■ Extrait de page ■
- - - -

La fin de vie sera un sujet clivant…

Sur ce sujet, très sincèrement, aujourd’hui, je ne sais pas vous dire qu’elle est ma position. J’ai la chance de ne jamais avoir été confrontée à cela dans mon univers familial. Je ne sais même pas s’il est du ressort du législateur de trancher. Est-ce vraiment aux députés de décider de ce genre de chose ? Je sais que cela va nous revenir. Je vais écouter les débats. Je n’ai pas d’intime conviction sur le sujet.

Je suis interpellée très régulièrement par des gens qui sont dans cette situation. Je leur dis que pour le moment, j’ai besoin d’écouter les spécialistes et les familles pour éclairer la décision. C’est un sujet trop complexe et trop sensible et j’assume de ne pas avoir de conviction ferme sur le sujet. Je pense que je ne suis pas la seule. Je me dis que nous ne sommes que 577 députés et que c’est nous qui allons décider sur un sujet aussi intime.

Ligne 18 : je vais me battre pour que cette ligne existe et on m’a bien garanti que le tracé n’est pas remis en question.

Sur la Ligne 18 (une ligne de métro reliant l’aéroport d’Orly à Saint-Quentin-en-Yvelines en passant par Versailles, NDLR), savez-vous où en sont les choses  ?

- - - -

■ Données enregistrées ■
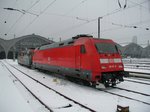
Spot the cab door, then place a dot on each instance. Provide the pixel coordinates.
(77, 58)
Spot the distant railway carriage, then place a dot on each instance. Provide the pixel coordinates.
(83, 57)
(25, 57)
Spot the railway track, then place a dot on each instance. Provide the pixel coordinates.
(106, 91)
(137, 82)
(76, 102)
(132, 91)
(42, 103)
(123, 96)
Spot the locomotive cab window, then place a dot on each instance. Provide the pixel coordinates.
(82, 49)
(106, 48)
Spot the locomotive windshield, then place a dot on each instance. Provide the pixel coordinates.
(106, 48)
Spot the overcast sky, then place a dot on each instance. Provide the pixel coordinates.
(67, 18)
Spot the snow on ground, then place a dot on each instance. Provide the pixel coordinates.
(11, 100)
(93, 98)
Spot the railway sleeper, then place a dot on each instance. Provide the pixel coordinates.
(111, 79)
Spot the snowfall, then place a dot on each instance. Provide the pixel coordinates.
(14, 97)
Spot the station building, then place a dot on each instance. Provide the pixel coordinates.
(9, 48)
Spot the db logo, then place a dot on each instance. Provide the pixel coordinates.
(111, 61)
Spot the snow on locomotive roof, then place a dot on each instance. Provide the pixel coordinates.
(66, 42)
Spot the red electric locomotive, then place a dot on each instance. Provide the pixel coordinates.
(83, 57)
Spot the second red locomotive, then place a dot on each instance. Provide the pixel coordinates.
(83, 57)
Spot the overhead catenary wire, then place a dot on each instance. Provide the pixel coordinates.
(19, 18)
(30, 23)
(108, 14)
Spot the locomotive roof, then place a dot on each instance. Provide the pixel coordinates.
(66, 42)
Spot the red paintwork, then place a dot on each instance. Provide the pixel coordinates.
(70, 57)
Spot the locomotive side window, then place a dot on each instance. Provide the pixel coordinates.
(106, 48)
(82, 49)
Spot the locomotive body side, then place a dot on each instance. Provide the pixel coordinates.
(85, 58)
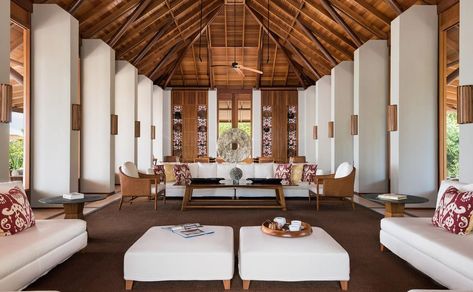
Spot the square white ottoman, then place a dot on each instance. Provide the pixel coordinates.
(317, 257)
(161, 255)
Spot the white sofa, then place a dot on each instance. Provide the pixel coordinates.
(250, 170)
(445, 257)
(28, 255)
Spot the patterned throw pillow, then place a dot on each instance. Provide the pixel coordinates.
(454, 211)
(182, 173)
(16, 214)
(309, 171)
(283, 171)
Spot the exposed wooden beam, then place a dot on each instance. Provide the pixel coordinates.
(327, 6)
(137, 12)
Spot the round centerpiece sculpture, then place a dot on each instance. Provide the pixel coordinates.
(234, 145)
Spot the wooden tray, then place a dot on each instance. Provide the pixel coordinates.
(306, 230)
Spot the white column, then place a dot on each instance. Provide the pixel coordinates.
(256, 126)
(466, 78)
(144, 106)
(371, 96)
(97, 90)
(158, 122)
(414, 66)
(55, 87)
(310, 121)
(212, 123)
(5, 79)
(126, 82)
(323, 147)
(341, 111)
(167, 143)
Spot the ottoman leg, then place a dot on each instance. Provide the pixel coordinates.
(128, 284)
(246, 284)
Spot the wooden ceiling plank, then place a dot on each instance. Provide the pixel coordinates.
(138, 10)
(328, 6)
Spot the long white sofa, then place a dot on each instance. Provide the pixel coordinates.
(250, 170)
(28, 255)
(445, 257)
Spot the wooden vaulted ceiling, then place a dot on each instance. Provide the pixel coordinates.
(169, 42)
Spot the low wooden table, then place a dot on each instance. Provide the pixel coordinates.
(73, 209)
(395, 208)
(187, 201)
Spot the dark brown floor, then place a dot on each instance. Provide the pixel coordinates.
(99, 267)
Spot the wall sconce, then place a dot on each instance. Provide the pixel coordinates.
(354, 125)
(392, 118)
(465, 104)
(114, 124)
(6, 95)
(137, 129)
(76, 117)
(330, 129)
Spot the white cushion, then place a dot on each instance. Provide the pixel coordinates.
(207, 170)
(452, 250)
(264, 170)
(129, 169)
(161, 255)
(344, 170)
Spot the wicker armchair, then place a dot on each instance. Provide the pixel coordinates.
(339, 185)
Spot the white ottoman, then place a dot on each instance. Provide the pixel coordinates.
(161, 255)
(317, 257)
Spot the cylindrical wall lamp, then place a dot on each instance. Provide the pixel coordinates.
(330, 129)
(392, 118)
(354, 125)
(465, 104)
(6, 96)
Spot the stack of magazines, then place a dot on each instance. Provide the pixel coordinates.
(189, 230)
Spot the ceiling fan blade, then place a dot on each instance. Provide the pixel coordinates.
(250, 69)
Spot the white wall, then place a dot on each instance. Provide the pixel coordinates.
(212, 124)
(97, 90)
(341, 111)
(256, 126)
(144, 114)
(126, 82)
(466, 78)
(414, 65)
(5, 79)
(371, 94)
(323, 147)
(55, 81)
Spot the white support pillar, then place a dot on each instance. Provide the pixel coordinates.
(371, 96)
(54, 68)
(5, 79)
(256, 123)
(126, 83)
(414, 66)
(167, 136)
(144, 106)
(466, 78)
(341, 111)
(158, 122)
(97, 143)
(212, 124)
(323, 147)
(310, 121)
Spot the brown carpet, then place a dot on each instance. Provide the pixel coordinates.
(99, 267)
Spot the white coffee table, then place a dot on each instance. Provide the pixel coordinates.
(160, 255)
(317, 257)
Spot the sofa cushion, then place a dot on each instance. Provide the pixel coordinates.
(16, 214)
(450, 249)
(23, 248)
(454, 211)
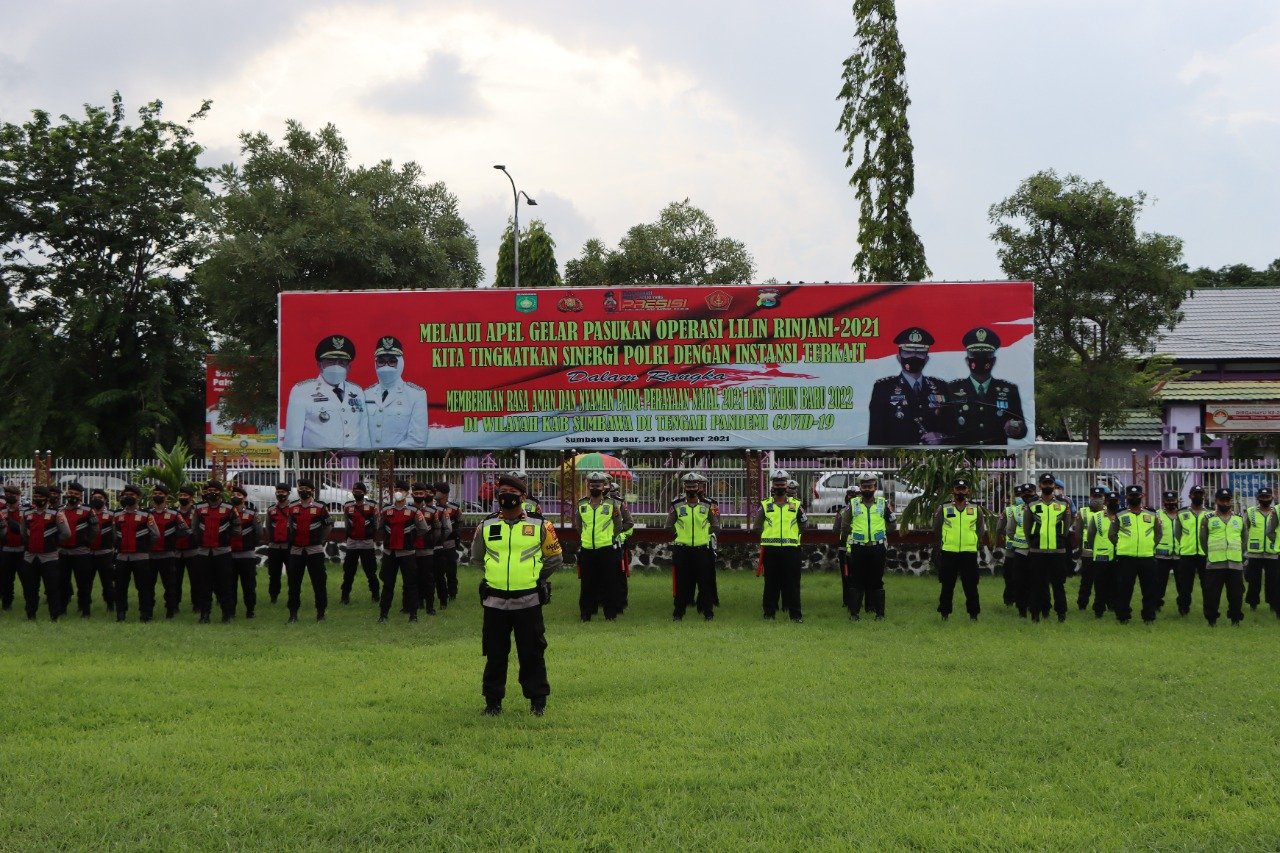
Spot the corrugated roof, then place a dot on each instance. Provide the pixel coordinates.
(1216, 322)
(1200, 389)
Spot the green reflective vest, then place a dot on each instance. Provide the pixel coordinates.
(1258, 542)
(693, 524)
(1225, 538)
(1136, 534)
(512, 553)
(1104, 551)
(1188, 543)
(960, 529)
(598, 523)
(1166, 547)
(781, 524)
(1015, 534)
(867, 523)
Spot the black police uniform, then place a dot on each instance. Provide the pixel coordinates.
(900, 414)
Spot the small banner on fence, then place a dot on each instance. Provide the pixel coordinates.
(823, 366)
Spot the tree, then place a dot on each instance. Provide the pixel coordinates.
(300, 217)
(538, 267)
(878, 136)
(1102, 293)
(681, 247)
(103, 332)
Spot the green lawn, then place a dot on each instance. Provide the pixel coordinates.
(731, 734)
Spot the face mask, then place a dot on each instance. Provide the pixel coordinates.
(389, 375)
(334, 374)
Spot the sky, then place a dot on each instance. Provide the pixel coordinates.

- - - -

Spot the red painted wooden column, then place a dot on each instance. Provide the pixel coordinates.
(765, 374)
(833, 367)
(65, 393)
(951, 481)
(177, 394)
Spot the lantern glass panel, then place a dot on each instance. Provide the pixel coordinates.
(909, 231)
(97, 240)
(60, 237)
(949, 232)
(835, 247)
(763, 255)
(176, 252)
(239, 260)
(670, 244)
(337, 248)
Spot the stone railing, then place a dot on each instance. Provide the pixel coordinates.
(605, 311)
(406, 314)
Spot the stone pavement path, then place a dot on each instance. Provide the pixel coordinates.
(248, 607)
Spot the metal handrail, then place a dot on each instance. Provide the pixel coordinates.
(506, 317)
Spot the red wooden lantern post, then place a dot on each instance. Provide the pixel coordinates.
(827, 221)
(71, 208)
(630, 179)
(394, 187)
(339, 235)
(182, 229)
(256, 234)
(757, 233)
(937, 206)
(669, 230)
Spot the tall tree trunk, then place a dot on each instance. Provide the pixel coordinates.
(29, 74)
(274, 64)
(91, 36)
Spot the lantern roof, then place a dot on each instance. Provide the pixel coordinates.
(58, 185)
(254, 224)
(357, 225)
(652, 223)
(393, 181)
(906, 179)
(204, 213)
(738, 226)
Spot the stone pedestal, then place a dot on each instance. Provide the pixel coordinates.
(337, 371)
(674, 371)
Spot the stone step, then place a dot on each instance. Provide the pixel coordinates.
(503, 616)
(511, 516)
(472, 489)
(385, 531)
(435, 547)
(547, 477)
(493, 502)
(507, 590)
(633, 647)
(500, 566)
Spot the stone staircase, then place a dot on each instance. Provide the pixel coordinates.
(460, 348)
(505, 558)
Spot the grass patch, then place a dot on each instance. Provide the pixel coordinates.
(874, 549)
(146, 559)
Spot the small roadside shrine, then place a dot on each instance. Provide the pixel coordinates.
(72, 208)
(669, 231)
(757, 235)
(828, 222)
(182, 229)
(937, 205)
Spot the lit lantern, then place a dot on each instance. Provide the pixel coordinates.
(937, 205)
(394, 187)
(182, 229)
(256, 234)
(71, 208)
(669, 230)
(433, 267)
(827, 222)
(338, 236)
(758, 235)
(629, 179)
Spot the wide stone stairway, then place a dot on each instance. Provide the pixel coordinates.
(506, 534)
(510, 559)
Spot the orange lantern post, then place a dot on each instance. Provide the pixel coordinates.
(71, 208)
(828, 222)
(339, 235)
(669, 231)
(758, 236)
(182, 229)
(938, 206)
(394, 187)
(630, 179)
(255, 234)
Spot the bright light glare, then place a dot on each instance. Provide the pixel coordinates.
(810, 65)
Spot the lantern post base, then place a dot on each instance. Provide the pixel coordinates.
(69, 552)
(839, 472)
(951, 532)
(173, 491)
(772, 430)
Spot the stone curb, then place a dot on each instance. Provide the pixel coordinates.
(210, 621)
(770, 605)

- - - -

■ À faire ■
1 > Reproduisez fidèlement le passage de l'extrait sur la fin de vie et la Ligne 18 qui s'ouvre sur les mots contenant « Je suis interpellée » et se clôt sur « sujet aussi intime. ».
2 > Répondez brièvement aux questions suivantes à partir de l'extrait sur la fin de vie et la Ligne 18.
(a) Combien de députés sont mentionnés dans l'extrait ?
(b) Qui la personne interrogée dit-elle avoir besoin d'écouter pour éclairer la décision ?
(c) D'après la précision entre parenthèses, quel aéroport la Ligne 18 relie-t-elle à Saint-Quentin-en-Yvelines ?

■ Réponses ■
1 >
Je suis interpellée très régulièrement par des gens qui sont dans cette situation. Je leur dis que pour le moment, j’ai besoin d’écouter les spécialistes et les familles pour éclairer la décision. C’est un sujet trop complexe et trop sensible et j’assume de ne pas avoir de conviction ferme sur le sujet. Je pense que je ne suis pas la seule. Je me dis que nous ne sommes que 577 députés et que c’est nous qui allons décider sur un sujet aussi intime.

2 >
(a) 577 députés.
(b) Les spécialistes et les familles.
(c) L'aéroport d'Orly.